Reproduce the low thyroid text between "If you wake" and "is under functioning.", inclusive.

▶ [TEXT BLOCK]
*** Begin section ***
If you wake up in the morning complaining that you are as tired as when you went to sleep, if you’ve gained weight you find impossible to lose, if your hair is falling out, or if you’re feeling depressed, you might be suffering from low thyroid function.
Fatigue, weight gain, hair loss, and depression are the most common symptoms of hypothyroidism (low thyroid), but they are far from the only ones. The condition is loosely paired with a laundry list of symptoms as long as your arm, including such seemingly unrelated health issues as low body temperature, missing parts of eyebrows, carpal tunnel syndrome, and digestive problems, including constipation. Having just one symptom could indicate your thyroid is under functioning.
*** End section ***
▶ [DATA EXCERPTS]
*** Begin section ***
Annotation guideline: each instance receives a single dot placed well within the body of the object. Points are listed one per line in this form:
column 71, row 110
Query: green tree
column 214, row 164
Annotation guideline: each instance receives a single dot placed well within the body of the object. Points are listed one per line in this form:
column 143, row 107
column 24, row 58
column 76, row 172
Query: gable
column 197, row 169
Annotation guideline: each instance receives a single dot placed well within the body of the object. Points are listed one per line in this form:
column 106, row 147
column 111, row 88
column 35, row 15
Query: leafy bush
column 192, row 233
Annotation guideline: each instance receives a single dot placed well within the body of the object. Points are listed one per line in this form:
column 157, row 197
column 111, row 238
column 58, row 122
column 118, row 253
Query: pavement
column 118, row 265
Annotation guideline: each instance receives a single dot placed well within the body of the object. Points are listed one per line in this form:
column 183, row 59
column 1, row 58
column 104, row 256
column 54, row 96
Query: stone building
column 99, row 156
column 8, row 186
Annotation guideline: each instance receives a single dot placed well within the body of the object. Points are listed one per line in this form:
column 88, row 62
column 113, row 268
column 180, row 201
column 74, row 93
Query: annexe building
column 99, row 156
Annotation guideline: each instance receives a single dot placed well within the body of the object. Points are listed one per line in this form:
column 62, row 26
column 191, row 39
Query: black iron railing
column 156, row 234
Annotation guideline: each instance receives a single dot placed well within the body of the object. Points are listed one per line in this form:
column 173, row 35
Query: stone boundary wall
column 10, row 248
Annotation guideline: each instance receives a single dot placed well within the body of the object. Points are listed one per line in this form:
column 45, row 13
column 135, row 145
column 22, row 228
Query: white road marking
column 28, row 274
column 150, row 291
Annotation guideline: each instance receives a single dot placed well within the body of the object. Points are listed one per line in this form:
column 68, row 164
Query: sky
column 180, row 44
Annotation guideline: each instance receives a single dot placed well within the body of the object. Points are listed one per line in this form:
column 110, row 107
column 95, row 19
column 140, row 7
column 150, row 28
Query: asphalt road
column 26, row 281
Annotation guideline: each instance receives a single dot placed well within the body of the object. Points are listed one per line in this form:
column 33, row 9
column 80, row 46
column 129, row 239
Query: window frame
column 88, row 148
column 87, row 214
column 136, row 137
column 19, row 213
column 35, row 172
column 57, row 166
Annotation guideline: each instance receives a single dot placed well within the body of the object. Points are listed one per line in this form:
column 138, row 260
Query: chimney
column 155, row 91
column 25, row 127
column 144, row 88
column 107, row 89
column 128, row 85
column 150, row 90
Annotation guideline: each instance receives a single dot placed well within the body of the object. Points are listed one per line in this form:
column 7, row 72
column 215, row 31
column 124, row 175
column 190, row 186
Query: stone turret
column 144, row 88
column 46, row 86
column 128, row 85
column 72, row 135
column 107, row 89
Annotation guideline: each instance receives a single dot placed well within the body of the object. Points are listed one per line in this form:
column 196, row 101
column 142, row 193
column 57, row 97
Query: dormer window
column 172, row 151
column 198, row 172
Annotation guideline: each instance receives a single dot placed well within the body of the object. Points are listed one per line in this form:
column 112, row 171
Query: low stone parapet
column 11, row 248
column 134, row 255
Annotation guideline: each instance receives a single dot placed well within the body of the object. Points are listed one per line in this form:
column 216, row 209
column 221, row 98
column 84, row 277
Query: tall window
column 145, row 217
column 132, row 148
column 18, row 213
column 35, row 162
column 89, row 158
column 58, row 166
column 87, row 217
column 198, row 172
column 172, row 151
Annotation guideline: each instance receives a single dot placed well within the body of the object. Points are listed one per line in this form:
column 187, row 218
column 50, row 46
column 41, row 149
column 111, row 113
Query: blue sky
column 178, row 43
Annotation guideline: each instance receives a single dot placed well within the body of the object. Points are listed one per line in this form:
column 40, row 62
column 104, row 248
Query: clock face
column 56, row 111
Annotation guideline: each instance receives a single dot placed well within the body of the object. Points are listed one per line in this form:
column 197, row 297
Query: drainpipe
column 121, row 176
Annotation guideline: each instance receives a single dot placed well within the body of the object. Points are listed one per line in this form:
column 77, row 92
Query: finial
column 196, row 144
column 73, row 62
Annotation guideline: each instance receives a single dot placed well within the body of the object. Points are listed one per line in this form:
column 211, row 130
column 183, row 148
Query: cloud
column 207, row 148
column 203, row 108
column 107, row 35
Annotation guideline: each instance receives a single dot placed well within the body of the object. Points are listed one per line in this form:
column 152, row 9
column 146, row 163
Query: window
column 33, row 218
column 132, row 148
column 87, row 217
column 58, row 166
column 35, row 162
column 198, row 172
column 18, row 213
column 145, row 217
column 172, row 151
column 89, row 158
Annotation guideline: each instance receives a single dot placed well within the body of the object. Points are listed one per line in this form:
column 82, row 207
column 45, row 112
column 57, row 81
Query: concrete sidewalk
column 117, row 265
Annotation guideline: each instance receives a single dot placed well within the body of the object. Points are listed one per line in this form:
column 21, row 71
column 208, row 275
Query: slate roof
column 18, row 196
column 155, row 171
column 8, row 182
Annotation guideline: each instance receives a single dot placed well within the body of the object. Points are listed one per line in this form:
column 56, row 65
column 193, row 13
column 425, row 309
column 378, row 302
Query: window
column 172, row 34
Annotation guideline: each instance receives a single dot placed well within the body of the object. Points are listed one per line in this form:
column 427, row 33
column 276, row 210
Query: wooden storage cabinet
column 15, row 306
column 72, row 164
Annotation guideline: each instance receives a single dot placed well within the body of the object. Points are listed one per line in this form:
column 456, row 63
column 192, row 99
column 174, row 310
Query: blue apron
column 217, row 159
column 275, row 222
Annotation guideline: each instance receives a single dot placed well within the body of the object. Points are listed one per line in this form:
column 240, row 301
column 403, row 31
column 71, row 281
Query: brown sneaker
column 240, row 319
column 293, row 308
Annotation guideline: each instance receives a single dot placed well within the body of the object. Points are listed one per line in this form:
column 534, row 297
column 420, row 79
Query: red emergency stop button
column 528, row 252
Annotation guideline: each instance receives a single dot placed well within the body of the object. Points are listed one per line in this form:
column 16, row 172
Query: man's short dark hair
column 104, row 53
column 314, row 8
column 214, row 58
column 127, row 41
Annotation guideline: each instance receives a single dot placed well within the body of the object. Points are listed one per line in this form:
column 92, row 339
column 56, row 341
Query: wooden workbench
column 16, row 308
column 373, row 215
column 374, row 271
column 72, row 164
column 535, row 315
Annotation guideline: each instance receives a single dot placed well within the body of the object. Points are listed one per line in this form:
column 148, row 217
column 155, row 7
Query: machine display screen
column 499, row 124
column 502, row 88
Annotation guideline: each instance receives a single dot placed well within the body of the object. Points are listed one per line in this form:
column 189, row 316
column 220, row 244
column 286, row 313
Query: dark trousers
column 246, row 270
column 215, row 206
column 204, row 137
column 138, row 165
*** End section ***
▶ [TASK SOLUTION]
If you wake up in the morning complaining that you are as tired as when you went to sleep, if you’ve gained weight you find impossible to lose, if your hair is falling out, or if you’re feeling depressed, you might be suffering from low thyroid function.
Fatigue, weight gain, hair loss, and depression are the most common symptoms of hypothyroidism (low thyroid), but they are far from the only ones. The condition is loosely paired with a laundry list of symptoms as long as your arm, including such seemingly unrelated health issues as low body temperature, missing parts of eyebrows, carpal tunnel syndrome, and digestive problems, including constipation. Having just one symptom could indicate your thyroid is under functioning.